### Instructions for the task:
A complete, exact retyping of the data below is required.

(Dataset entries)
--- START ---
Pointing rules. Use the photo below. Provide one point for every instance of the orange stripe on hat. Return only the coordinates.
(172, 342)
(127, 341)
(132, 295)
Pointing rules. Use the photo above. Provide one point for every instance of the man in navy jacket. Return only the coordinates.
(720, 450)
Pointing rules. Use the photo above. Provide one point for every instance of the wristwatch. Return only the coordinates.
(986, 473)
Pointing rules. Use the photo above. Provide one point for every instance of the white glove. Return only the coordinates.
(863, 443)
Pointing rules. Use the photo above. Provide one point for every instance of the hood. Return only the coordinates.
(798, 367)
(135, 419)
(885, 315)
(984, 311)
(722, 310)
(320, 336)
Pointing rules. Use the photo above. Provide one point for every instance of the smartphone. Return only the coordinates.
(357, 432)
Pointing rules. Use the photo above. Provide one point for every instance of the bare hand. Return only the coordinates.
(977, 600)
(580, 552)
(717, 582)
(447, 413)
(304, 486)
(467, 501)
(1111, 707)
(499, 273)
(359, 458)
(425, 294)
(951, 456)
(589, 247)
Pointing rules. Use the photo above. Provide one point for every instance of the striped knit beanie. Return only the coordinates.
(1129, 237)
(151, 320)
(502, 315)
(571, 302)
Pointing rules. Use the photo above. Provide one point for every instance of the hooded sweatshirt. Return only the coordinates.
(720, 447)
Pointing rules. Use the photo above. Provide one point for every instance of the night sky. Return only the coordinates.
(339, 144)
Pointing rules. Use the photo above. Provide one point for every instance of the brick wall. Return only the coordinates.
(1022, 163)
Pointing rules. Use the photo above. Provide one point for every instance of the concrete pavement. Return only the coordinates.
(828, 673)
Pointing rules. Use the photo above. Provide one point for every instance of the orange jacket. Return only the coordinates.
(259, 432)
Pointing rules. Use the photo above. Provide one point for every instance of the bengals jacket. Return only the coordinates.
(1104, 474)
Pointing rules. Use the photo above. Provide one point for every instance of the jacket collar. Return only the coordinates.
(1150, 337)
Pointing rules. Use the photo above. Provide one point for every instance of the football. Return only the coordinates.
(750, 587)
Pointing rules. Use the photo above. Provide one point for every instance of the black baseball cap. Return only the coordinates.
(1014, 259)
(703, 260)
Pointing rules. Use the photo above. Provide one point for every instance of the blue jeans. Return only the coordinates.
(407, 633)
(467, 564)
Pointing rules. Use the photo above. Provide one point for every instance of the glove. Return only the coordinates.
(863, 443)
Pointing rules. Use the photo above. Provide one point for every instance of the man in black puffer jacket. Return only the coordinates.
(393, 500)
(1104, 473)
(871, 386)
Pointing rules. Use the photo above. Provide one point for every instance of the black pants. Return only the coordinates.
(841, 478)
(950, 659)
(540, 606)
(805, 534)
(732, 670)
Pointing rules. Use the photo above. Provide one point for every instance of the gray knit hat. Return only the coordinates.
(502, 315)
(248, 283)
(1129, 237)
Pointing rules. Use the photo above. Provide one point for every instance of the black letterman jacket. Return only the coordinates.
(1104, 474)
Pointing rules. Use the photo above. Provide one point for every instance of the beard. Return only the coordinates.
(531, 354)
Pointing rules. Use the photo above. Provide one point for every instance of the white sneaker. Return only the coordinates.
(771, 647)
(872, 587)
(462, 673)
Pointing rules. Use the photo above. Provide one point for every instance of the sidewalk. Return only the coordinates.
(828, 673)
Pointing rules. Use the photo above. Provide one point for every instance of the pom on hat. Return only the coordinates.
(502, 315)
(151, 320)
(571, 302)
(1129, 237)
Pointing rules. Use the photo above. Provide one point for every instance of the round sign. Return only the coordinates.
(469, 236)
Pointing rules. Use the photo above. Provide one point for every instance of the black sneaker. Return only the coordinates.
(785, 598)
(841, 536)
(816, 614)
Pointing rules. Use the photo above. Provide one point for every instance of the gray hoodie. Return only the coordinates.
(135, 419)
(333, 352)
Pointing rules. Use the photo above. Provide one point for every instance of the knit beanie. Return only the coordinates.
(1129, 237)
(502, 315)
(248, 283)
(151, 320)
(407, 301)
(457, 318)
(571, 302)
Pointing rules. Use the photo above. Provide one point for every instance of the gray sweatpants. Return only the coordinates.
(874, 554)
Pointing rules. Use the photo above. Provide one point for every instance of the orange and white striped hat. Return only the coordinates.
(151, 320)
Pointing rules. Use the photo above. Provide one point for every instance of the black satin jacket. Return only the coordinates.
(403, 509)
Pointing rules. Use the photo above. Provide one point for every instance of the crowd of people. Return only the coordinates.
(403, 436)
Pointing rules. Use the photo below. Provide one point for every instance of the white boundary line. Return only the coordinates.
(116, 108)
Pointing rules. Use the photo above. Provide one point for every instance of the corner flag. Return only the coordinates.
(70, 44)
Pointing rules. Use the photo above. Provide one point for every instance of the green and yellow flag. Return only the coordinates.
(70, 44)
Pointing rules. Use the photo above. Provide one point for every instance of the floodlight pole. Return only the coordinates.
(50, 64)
--- END ---
### Answer for the task:
Pointing rules. Use the photo below. Provide one point for every instance of the orange stripe on hat. Return only the coordinates.
(172, 342)
(127, 341)
(132, 295)
Pointing rules. Use the photo above. Provide one point for every instance of the man in navy jacket. Return only the coordinates.
(720, 450)
Pointing rules. Use the photo above. Provide one point for every instance of the wristwatch. Return only the coordinates.
(986, 473)
Pointing rules. Use the photo above. Provide one point for every instance of the white glove. Return only the coordinates.
(863, 443)
Pointing rules. Use the photo above. Provide one point for every instance of the hood. Return only the coordinates.
(798, 367)
(135, 419)
(885, 315)
(984, 311)
(722, 310)
(320, 336)
Pointing rules. Use the photo above. Provide one point for every instance of the smartphone. Return only the coordinates.
(357, 432)
Pointing rules. Use the photo above. Provide one point for every instance of the bare hand. Return only the coordinates.
(977, 600)
(580, 552)
(717, 582)
(447, 413)
(304, 486)
(467, 501)
(1111, 707)
(499, 273)
(359, 458)
(425, 294)
(951, 456)
(589, 247)
Pointing rules. Use the photo above. Provide one point for every instance of the striped knit beanie. Return only the coordinates.
(1129, 237)
(151, 320)
(502, 315)
(571, 302)
Pointing rules. Use the photo above. Provide one point for every instance of the hooded sweatshirt. Return only the coordinates.
(720, 447)
Pointing rules. Use the photo above. Provide one point for every instance of the night sky. Return only the coordinates.
(339, 144)
Pointing rules. Use the photo above. Provide one point for every instance of the brick wall. Return only the coordinates.
(1022, 163)
Pointing rules. Use the photo above. Provide one point for every instance of the concrete pavement. Return only the coordinates.
(828, 673)
Pointing rules. Use the photo above. Provide one point for every instance of the orange jacket. Return only the coordinates.
(259, 432)
Pointing rules. Use the photo above. Provide one point for every instance of the bengals jacket. Return only the coordinates.
(1104, 474)
Pointing rules. Use the photo above. Provide one point for every instance of the jacket collar. Return only the coordinates.
(1150, 337)
Pointing rules. Use the photo above. Provide one point for every instance of the football. Return only the coordinates.
(750, 587)
Pointing rules. Use the photo above. Provide one point for every instance of the black baseball cap. Return only the coordinates.
(1014, 259)
(703, 260)
Pointing rules. Use the photo above. Provide one point for every instance of the blue jeans. Return only the coordinates.
(407, 633)
(467, 564)
Pointing rules. Use the photo above. Provide one point for every instance of the glove. Return only the coordinates.
(863, 443)
Pointing rules. Use the photo above. Provide one point for every instance of the man in black puffer jacket. Return only the coordinates.
(393, 500)
(1104, 473)
(871, 386)
Pointing rules. Use the photo above. Provide one point for every instance of the black pants. Return only the coordinates.
(841, 478)
(950, 659)
(540, 606)
(805, 534)
(732, 670)
Pointing rules. Use the photo above. Provide one point for every instance of the gray knit hat. Return only the coordinates.
(502, 315)
(248, 283)
(1129, 237)
Pointing rules. Use the photo above. Provide one point for every instance of the black letterman jacket. Return only the coordinates.
(1104, 474)
Pointing rules. Use the photo above. Provide one point for every instance of the beard. Return only the coordinates.
(531, 354)
Pointing rules. Use the photo above. Provide one point for every instance of the white sneaker. Return only the coordinates.
(771, 647)
(872, 587)
(462, 673)
Pointing rules. Use the photo above. Provide one point for every instance of the sidewalk. Return only the coordinates.
(828, 673)
Pointing rules. Use the photo above. Provide one point for every instance of the pom on hat. Return only the coordinates.
(502, 315)
(151, 320)
(571, 302)
(1129, 237)
Pointing rules. Use the photo above. Provide one point for every instance of the round sign. Return only the coordinates.
(469, 236)
Pointing rules. Use the photo above. Provide one point for every instance of the black sneaker. Return only the coordinates.
(785, 598)
(841, 536)
(816, 614)
Pointing rules. Use the photo above. Provide one point for every instance of the gray hoodie. Return only the coordinates.
(135, 419)
(333, 352)
Pointing rules. Use the photo above. Provide one point for every instance of the knit beanie. Return only the coordinates.
(1129, 237)
(502, 315)
(248, 283)
(151, 320)
(407, 301)
(457, 318)
(571, 302)
Pointing rules. Use the photo above. Provide one point for every instance of the gray sweatpants. Return only the coordinates.
(874, 554)
Pointing rules. Use the photo above. Provide one point for every instance of the orange and white striped hat. Return only the coordinates.
(151, 320)
Pointing rules. Use the photo above. Provide one point for every instance of the black satin jacket. Return only the coordinates.
(403, 509)
Pointing rules. Use the photo above. Provide one point for every instance of the crowd of people. Return only the coordinates.
(403, 436)
Pointing rules. Use the photo below. Provide one point for every instance of the white boundary line. Return only the coordinates.
(116, 108)
Pointing rules. Use the photo above. Provide one point for every instance of the corner flag. Return only the coordinates.
(70, 44)
Pointing rules. Use the photo above. Provide one point for every instance of the green and yellow flag. Return only the coordinates.
(70, 44)
Pointing rules. Use the photo above. Provide one point for every instance of the floodlight pole. Return only the coordinates.
(50, 64)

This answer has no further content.